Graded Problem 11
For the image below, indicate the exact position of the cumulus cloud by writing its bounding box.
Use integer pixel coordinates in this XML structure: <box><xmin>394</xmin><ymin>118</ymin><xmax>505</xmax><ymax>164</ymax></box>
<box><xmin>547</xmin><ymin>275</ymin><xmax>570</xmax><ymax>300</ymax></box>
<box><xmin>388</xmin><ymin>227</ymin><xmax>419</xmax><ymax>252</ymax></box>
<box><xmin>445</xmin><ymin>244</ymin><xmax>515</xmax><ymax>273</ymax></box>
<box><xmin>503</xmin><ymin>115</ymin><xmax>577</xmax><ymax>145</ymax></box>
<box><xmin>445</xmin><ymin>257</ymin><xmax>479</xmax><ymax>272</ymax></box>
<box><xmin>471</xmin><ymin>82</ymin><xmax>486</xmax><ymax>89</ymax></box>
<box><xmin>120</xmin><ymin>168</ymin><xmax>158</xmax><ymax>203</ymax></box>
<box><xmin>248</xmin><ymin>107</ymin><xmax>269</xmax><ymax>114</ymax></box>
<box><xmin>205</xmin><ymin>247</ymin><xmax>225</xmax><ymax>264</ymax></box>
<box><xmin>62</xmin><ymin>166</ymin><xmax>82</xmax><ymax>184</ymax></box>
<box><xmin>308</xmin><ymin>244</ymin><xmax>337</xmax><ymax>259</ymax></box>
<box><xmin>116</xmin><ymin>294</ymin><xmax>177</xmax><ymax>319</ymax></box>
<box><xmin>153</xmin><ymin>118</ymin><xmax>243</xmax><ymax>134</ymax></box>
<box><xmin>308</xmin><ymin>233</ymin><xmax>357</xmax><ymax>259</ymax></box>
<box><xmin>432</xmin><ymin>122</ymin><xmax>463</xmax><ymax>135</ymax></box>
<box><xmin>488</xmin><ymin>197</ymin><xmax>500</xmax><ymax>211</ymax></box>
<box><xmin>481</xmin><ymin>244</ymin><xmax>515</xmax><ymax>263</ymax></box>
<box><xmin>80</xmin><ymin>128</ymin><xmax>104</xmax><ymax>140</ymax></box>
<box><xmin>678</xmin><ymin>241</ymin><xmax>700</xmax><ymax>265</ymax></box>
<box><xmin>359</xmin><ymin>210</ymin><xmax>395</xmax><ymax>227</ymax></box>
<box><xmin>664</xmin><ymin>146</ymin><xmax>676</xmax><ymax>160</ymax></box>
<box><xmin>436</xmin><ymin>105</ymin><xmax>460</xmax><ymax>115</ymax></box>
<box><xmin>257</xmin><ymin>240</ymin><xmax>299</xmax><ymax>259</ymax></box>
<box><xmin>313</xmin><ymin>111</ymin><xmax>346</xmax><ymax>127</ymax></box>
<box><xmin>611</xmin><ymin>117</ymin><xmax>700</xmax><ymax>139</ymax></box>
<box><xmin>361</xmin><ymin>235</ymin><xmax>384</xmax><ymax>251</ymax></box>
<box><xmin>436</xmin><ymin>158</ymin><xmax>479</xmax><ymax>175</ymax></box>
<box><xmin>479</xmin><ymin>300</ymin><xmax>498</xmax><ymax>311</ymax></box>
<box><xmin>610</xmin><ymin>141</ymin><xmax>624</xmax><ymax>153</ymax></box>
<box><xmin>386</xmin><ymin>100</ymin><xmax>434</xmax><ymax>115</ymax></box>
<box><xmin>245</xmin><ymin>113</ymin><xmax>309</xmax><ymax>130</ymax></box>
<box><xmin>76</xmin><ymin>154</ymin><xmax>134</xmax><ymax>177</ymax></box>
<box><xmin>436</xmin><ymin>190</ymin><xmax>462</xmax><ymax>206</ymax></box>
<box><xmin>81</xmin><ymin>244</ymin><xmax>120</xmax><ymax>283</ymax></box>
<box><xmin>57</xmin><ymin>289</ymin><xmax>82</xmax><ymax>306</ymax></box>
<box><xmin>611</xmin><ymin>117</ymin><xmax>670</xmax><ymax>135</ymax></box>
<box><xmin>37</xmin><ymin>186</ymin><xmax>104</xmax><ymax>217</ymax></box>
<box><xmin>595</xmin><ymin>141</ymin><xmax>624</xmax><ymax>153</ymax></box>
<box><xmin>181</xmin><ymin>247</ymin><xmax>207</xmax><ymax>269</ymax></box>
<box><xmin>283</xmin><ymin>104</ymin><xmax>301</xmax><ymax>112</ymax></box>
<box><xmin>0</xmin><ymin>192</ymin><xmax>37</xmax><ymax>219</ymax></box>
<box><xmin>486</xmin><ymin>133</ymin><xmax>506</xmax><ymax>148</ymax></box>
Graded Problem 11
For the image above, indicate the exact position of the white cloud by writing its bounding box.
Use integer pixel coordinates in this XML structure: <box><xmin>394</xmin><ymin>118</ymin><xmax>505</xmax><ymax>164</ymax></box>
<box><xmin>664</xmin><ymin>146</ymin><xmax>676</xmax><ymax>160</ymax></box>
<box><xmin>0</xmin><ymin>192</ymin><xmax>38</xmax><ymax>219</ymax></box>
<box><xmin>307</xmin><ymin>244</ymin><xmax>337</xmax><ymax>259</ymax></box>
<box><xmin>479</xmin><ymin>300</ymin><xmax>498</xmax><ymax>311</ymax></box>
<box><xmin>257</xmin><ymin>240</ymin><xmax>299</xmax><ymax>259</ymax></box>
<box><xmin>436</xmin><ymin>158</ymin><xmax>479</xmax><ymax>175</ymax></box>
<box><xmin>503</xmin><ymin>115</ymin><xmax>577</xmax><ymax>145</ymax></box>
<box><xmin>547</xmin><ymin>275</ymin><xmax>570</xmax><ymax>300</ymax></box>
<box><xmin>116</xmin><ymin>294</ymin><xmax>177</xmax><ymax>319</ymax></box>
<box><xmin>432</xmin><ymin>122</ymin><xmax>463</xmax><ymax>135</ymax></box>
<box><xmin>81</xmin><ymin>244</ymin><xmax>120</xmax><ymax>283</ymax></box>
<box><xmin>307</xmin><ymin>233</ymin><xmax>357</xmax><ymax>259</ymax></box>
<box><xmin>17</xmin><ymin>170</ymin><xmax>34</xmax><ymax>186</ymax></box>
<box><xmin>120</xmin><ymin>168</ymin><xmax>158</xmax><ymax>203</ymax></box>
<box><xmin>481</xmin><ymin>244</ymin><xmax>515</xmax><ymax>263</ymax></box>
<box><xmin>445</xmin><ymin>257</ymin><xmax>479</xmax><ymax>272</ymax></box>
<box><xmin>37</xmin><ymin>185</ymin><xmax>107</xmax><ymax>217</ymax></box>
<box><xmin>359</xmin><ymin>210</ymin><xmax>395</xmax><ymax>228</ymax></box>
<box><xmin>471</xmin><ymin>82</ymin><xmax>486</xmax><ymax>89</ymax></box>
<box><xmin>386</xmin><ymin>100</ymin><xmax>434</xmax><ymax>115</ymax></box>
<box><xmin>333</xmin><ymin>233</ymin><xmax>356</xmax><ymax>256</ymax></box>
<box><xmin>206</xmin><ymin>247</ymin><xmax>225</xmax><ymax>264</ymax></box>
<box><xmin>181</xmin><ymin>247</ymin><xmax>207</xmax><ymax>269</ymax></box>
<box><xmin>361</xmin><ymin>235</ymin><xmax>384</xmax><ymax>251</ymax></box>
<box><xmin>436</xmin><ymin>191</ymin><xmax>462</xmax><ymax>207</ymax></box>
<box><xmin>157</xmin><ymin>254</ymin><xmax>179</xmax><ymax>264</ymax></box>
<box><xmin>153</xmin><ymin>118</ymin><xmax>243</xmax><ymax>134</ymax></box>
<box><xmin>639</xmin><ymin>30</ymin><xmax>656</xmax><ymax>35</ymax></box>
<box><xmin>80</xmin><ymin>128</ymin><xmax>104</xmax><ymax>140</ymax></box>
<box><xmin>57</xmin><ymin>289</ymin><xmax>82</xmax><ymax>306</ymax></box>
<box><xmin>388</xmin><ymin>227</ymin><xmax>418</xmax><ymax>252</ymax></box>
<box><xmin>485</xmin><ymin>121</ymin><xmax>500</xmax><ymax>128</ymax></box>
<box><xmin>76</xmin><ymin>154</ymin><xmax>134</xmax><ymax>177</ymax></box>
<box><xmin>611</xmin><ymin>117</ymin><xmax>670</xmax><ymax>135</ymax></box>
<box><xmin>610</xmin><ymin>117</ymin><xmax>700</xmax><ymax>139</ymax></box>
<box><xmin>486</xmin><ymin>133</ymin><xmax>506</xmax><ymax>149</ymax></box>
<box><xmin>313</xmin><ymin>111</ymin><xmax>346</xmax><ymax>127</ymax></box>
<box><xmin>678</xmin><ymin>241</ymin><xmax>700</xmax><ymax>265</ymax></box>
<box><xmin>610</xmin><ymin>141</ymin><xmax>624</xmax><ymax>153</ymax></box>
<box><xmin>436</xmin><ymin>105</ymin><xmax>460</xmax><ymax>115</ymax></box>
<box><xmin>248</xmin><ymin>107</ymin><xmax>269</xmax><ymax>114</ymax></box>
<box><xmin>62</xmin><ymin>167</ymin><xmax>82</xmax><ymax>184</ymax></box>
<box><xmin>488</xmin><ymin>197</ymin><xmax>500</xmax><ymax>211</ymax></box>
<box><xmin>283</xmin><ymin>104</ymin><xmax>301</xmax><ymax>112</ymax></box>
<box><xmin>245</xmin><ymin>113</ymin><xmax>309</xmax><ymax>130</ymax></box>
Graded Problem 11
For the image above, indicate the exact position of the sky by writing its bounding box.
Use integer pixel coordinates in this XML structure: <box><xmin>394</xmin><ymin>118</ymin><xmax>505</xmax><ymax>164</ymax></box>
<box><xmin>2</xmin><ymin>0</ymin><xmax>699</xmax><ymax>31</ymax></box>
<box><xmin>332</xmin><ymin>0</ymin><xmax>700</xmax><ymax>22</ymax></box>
_ _ _
ABOUT THIS EXERCISE: For each line above that includes "cloud", copy the line.

WRITTEN REPLY:
For the image below, indicate the exact position of the cumulus cloud by writing its bounding box.
For the image above, indicate the exact position of the white cloud by writing its bounding box.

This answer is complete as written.